● What to work on:
1. In the text below on malpractice claims against the Dayton VA Medical Center, condense the paragraph beginning "Although hospital officials are concerned" into a shorter version that keeps its main facts.
2. From the text below on malpractice claims against the Dayton VA Medical Center, reproduce word for word the passage from "Although hospital officials" to "against the VA.".
[Opening Selected excerpt section]
A physician had allegedly failed to adequately diagnose a patient’s infection after hip surgery. The man eventually died from the infection. Other cases involved injuries due to patient assault and medication errors, both of which led to death.

Two malpractice cases are still pending against the Dayton VA Medical Center, linked to two wrongful deaths in 2009 and 2010. These are among 72 medical malpractice cases filed against that hospital since 2007. Most of those cases involved patients’ claims against the dental clinic at the Dayton facility; most appear to be related to a 2011 infection-control scandal. A dentist was found to be using unsterilized dental equipment and dirty gloves during dental procedures, endangering many veterans between 1992 and 2010.

In one of the recently settled cases, a veteran’s spouse says that he was inappropriately medicated and not monitored according to protocol. The male patient had been on blood thinners at the time of a liver biopsy operation, which reportedly caused him to hemorrhage and die. The man’s wife says that the hospital was negligent because doctors prescribed too much blood-thinning medication, which she says led to the hemorrhage. She also claims that nurses failed to adequately check her husband’s vital signs during the critical period after the surgery. The woman says her husband would likely be alive today if the nurses had followed treatment requirements.

Although hospital officials are concerned about the 72 cases pending against their institution, they also insist that they have a good safety record. The hospital has experienced about 3 million patient care encounters since 2007; officials argue that 72 claims is a relatively small part of the overall picture. Hospital leaders do acknowledge, however, that even one malpractice claim is too many, and they take all of the claims very seriously.

The number of claims against the VA is on the rise throughout the nation, according to recent reports, which show that 1,670 claims were filed in 2010. This is a 33 percent increase from 2005. Nearly $80 million was paid during fiscal year 2010 through tort claims and litigation against the VA.
[Closing Selected excerpt section]
[Opening Information provided section]
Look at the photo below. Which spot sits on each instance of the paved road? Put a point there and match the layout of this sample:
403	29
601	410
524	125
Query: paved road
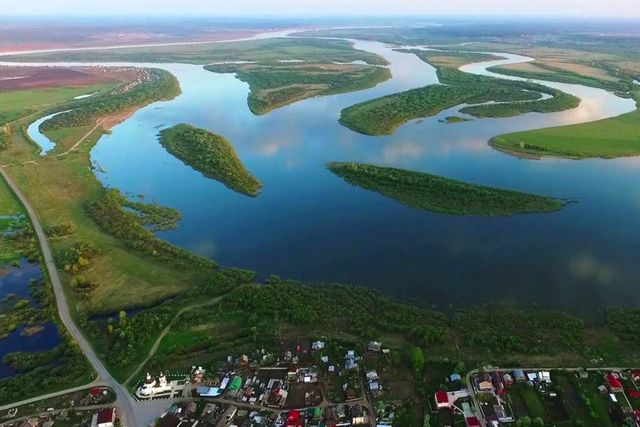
155	346
125	402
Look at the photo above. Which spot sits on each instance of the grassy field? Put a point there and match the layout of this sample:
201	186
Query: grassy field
255	50
608	138
433	193
60	190
382	116
574	75
276	85
15	104
210	154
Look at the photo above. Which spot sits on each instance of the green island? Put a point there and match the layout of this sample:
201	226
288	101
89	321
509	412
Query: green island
434	193
609	138
275	85
497	98
560	72
279	71
455	119
264	50
210	154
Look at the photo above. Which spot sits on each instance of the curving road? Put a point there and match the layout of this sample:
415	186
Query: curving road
124	402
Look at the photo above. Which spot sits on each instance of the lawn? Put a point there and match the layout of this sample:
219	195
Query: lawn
15	104
254	50
608	138
9	205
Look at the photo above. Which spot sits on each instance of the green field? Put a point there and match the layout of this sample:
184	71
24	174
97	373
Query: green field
433	193
564	76
255	50
276	85
382	116
608	138
61	190
15	104
210	154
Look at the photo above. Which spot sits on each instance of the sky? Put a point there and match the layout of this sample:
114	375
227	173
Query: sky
226	8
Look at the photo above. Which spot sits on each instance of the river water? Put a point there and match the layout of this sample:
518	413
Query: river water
309	224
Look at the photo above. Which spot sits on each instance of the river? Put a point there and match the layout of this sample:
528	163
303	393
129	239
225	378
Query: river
308	224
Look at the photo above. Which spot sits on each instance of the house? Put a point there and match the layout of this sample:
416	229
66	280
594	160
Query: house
508	380
294	419
485	386
614	382
375	346
472	422
106	417
442	400
545	376
518	374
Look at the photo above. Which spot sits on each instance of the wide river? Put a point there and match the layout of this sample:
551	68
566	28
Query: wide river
309	224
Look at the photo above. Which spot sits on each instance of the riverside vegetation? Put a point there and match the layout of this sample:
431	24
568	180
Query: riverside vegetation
608	138
276	85
265	50
36	372
434	193
496	98
210	154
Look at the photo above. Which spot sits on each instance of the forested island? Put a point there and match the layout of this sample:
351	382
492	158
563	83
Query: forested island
434	193
608	138
276	85
210	154
495	98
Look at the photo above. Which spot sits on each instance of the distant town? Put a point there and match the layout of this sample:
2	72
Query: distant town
301	388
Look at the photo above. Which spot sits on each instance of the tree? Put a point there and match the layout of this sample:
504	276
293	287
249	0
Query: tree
417	358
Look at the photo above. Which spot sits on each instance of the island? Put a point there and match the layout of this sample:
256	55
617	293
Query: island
210	154
607	138
485	96
275	85
438	194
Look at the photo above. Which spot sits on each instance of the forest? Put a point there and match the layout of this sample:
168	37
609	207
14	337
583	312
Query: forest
496	98
109	213
434	193
276	85
158	85
210	154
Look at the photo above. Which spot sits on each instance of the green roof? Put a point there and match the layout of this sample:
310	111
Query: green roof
236	383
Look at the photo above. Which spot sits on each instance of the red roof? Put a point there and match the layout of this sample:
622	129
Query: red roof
293	419
106	415
442	397
472	422
613	381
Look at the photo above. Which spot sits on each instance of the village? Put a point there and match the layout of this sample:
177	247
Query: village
318	383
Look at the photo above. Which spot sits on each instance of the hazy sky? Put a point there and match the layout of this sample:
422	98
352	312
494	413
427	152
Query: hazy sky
575	8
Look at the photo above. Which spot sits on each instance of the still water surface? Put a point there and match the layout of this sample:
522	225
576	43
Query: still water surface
308	224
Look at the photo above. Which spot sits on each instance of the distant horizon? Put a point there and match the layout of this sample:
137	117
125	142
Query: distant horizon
575	9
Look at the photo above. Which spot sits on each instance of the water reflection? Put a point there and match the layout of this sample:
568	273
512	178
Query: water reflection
309	224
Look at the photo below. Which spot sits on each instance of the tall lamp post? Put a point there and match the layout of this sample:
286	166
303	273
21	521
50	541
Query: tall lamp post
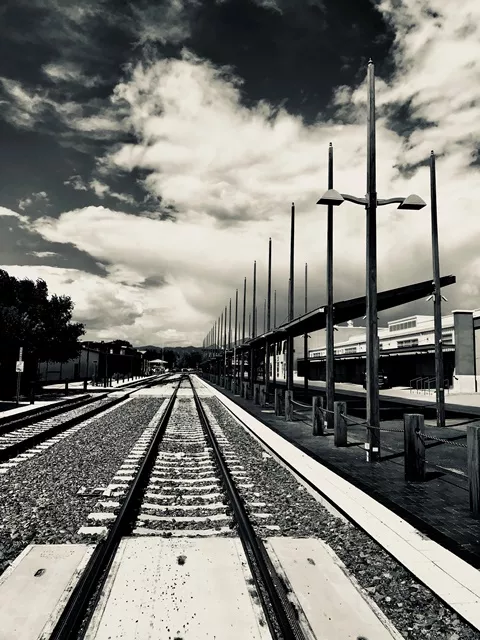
370	202
437	299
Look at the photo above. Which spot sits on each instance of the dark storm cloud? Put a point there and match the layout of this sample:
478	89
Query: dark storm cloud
294	56
402	120
18	245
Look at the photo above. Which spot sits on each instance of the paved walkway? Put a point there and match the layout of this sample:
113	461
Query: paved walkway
467	403
438	507
452	579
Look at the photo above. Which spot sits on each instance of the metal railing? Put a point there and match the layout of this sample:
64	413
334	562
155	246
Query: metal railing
424	384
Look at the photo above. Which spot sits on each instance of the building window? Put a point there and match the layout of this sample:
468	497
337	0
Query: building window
413	342
402	325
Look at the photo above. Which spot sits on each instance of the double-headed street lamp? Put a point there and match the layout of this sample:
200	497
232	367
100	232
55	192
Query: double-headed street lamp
370	202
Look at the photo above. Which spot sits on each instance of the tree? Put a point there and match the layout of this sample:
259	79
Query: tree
39	324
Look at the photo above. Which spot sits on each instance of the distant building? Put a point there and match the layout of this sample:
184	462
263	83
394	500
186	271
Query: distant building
406	352
96	360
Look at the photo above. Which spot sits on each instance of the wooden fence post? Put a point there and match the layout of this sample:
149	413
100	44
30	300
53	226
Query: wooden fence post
289	406
278	402
473	454
414	447
339	424
317	416
262	395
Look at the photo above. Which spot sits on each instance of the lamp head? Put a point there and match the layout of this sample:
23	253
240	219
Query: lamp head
331	197
413	202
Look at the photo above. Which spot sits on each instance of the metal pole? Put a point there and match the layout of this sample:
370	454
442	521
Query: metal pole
291	305
254	301
236	316
242	364
19	376
269	326
269	285
440	388
305	339
220	336
229	335
235	363
292	259
373	408
225	349
330	356
230	324
244	307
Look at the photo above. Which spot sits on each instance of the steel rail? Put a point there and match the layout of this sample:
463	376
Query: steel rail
253	546
95	573
31	441
42	413
15	422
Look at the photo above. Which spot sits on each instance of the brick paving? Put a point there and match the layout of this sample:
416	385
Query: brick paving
439	507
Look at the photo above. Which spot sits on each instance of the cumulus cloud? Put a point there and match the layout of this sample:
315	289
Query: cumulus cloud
99	188
112	309
230	173
163	22
37	198
69	72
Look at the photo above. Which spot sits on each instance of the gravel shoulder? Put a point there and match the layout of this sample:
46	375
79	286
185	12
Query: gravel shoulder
38	499
414	610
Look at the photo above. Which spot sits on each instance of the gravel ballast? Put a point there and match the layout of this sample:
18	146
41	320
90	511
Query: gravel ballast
414	610
38	499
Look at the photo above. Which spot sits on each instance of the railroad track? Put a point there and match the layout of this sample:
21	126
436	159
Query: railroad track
31	433
182	480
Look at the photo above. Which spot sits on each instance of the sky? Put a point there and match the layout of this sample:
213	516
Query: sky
149	149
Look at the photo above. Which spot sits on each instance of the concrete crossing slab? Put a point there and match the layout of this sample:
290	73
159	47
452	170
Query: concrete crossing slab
334	606
34	589
452	579
183	587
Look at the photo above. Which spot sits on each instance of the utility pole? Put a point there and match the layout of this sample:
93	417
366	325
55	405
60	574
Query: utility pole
437	299
373	403
330	356
291	306
269	302
305	340
235	363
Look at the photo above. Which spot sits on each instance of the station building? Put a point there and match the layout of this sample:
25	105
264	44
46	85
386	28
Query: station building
406	348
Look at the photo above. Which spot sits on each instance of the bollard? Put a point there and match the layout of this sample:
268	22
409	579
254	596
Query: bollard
414	447
289	406
339	424
263	397
473	454
278	402
317	416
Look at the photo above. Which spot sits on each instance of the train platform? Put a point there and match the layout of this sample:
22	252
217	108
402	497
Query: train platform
438	507
78	385
347	485
462	403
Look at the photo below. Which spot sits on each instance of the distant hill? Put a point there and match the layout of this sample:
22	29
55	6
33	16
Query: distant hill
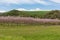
54	14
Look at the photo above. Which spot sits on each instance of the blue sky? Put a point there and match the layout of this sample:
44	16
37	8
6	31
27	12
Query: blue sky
6	5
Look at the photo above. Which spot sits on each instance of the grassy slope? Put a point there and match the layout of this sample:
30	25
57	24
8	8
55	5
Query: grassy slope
29	32
26	13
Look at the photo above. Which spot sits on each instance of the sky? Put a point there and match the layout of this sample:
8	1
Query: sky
31	5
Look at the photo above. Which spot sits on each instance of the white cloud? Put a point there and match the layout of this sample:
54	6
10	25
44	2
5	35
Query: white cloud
56	1
22	9
23	2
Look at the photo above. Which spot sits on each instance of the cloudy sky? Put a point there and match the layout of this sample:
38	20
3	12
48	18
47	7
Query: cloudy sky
6	5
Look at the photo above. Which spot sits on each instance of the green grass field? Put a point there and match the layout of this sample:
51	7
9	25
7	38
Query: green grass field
29	32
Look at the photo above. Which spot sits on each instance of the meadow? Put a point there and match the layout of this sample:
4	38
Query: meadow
29	32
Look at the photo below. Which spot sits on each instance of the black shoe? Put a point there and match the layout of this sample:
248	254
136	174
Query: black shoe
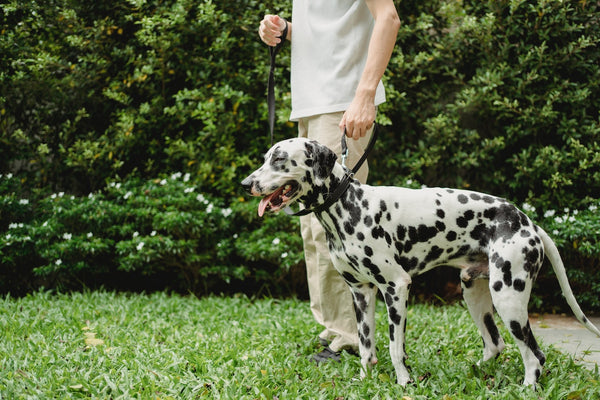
327	355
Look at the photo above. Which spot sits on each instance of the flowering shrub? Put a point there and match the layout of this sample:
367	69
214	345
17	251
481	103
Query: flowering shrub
161	228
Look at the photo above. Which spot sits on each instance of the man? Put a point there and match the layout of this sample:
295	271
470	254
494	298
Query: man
340	50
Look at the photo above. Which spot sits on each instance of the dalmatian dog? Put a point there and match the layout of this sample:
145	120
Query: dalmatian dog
380	237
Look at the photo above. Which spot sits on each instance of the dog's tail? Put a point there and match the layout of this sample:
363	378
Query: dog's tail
561	274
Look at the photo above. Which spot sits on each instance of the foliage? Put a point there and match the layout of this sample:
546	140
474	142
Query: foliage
502	97
159	229
104	345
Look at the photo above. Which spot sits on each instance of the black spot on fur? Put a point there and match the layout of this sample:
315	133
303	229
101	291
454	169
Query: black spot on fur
519	285
348	277
475	196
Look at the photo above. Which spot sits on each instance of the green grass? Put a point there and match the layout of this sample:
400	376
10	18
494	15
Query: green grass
119	346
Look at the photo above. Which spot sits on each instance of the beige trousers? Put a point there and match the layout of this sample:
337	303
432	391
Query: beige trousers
330	298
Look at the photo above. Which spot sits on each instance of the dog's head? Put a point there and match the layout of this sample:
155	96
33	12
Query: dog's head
291	171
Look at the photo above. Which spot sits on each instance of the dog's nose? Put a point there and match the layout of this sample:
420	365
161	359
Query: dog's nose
247	184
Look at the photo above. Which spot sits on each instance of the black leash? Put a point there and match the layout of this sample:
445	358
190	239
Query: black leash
273	51
348	177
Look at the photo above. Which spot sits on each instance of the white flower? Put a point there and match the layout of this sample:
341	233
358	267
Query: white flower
549	213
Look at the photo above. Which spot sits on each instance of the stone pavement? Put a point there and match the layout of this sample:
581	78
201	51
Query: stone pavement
568	335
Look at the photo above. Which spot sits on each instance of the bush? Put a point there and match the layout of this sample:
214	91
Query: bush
161	231
502	97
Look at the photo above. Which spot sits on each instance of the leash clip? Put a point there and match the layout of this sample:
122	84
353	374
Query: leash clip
344	148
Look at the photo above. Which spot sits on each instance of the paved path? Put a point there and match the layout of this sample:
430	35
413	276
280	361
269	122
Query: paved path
568	335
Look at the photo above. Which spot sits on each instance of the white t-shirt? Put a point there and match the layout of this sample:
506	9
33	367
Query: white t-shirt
330	40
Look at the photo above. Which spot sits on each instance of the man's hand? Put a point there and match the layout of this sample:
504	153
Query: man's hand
359	117
271	28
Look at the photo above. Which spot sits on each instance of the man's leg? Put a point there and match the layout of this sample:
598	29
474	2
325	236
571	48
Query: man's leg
331	300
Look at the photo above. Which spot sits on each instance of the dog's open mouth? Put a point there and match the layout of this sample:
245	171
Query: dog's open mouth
278	199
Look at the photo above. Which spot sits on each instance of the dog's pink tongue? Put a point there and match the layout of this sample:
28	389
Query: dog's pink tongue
264	203
262	206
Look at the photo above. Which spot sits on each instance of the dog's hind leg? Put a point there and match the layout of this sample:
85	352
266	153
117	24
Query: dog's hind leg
396	299
364	296
511	303
476	293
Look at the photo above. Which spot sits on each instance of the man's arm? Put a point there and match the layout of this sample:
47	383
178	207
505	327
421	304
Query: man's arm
360	115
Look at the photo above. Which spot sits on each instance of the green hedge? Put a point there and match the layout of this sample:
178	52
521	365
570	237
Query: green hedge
498	96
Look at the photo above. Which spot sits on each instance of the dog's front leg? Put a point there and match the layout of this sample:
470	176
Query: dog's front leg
396	300
364	297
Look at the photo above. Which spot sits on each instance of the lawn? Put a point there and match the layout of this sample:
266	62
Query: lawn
159	346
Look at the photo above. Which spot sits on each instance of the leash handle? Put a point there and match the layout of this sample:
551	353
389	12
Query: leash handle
273	51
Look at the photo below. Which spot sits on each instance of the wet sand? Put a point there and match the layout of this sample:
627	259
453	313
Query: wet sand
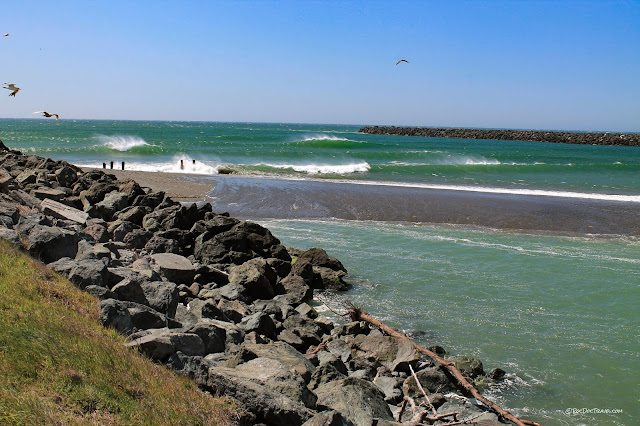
264	198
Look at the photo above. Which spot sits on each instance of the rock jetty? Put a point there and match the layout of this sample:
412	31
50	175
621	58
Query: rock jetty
221	300
627	139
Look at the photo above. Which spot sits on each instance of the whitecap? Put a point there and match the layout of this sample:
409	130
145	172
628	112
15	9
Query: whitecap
121	142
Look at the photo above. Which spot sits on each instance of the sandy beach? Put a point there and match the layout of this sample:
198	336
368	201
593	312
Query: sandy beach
264	198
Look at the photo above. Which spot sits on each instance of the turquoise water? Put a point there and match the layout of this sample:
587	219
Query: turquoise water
559	314
331	152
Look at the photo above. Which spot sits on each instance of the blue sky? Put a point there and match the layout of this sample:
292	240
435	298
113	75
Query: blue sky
505	64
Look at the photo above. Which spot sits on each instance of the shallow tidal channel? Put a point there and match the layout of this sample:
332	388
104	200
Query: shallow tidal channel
560	314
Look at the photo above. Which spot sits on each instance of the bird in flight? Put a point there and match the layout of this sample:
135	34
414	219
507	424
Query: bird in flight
47	114
11	87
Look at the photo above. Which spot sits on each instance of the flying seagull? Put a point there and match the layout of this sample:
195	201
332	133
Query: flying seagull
11	87
47	114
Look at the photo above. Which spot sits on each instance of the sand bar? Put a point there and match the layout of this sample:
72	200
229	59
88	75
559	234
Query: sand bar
265	198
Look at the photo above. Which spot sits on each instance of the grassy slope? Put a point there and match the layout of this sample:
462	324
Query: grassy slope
59	366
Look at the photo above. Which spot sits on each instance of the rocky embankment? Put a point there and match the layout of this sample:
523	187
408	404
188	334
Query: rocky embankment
221	300
628	139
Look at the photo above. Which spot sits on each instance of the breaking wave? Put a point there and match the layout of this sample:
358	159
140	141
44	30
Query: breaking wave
122	142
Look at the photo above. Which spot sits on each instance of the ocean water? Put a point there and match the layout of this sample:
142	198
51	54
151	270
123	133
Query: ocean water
559	314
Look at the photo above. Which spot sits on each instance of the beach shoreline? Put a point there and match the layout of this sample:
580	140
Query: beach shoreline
259	198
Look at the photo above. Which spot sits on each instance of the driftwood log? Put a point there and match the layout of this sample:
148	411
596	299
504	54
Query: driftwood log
449	368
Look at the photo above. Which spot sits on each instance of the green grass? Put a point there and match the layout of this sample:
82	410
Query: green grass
59	366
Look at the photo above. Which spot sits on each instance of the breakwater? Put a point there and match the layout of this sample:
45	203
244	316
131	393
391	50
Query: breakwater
623	139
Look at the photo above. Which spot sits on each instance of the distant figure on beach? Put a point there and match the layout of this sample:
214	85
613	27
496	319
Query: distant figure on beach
47	114
11	87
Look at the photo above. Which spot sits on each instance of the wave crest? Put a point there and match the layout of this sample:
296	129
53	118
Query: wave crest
122	142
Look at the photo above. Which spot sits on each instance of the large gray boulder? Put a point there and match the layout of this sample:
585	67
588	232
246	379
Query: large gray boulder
328	418
66	176
285	353
259	322
137	316
358	400
205	309
393	353
244	241
50	243
276	376
269	406
162	296
212	334
432	379
89	272
173	267
252	282
296	289
160	344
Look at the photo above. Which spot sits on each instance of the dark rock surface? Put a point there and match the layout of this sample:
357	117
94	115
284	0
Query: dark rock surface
628	139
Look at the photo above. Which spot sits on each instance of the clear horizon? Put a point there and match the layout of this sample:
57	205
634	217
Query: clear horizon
570	66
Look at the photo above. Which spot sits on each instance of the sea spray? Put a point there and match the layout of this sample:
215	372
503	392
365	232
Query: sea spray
121	142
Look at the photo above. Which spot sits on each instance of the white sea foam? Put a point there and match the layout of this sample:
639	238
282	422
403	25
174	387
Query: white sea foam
121	142
324	137
493	190
341	169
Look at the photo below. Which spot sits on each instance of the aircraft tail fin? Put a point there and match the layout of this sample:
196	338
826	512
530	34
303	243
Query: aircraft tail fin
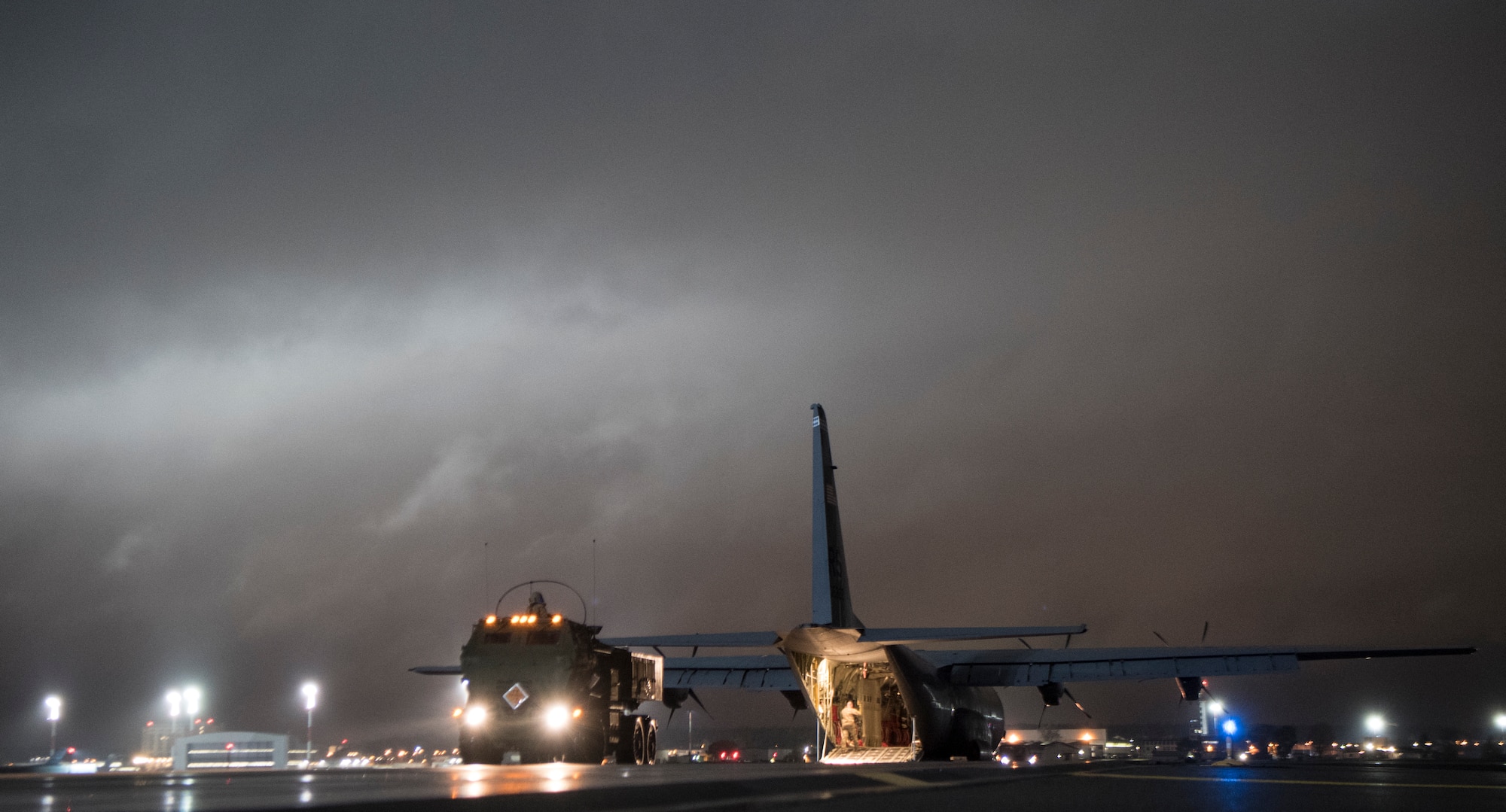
831	601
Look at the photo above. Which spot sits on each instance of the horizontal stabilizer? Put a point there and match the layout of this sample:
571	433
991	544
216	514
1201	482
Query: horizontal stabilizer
437	671
1020	667
910	637
730	640
754	673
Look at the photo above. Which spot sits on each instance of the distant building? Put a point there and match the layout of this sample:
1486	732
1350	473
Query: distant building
230	751
157	741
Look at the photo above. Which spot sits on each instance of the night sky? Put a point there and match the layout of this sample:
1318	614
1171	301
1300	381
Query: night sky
322	324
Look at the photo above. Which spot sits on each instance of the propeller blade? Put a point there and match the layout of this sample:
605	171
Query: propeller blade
1076	703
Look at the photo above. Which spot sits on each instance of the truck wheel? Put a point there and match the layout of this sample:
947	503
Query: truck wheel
630	741
639	741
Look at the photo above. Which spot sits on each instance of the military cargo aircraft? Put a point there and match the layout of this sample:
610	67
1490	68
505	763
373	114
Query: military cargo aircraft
880	700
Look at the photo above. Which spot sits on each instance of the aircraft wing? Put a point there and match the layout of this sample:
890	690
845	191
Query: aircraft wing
730	640
437	671
755	673
1026	667
910	637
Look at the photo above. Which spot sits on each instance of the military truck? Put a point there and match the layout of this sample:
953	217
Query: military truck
543	688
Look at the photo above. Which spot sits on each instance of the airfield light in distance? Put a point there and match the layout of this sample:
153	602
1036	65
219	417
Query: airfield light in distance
192	697
311	692
55	712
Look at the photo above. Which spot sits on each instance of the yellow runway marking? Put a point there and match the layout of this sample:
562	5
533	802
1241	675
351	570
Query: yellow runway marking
1309	783
894	780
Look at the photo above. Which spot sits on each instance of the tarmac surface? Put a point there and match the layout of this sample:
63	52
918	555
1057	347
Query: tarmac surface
678	787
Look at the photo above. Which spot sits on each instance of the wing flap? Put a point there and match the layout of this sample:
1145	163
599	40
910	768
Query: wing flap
728	640
758	673
910	637
437	671
1037	667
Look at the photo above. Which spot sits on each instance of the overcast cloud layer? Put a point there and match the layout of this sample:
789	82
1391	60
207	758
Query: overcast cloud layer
323	324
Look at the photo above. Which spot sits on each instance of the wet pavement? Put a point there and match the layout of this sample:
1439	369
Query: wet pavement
953	787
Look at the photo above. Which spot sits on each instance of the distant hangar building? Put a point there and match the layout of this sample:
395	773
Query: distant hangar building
231	751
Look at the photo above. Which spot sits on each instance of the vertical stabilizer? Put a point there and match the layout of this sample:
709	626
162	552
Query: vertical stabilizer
831	602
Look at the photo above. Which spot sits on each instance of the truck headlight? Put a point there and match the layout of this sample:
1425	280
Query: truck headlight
477	716
556	718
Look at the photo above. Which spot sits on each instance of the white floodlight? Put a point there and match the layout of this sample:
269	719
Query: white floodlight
477	716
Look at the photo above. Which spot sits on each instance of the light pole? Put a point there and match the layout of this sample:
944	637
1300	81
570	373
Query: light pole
192	697
309	694
55	712
1212	712
175	704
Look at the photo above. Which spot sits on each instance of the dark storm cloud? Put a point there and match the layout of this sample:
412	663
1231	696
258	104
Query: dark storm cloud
1126	316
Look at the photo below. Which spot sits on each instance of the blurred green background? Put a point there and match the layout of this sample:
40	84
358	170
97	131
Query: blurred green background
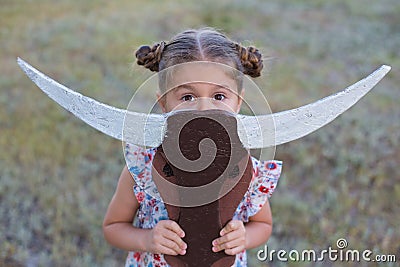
[Closing Information provided section]
● Your written answers:
1. Hospital officials are concerned about the 72 pending cases but insist the hospital has a good safety record. They note that 72 claims is small compared with about 3 million patient care encounters since 2007. They also acknowledge that even one claim is too many and say they take all claims very seriously.

2.
Although hospital officials are concerned about the 72 cases pending against their institution, they also insist that they have a good safety record. The hospital has experienced about 3 million patient care encounters since 2007; officials argue that 72 claims is a relatively small part of the overall picture. Hospital leaders do acknowledge, however, that even one malpractice claim is too many, and they take all of the claims very seriously.

The number of claims against the VA is on the rise throughout the nation, according to recent reports, which show that 1,670 claims were filed in 2010. This is a 33 percent increase from 2005. Nearly $80 million was paid during fiscal year 2010 through tort claims and litigation against the VA.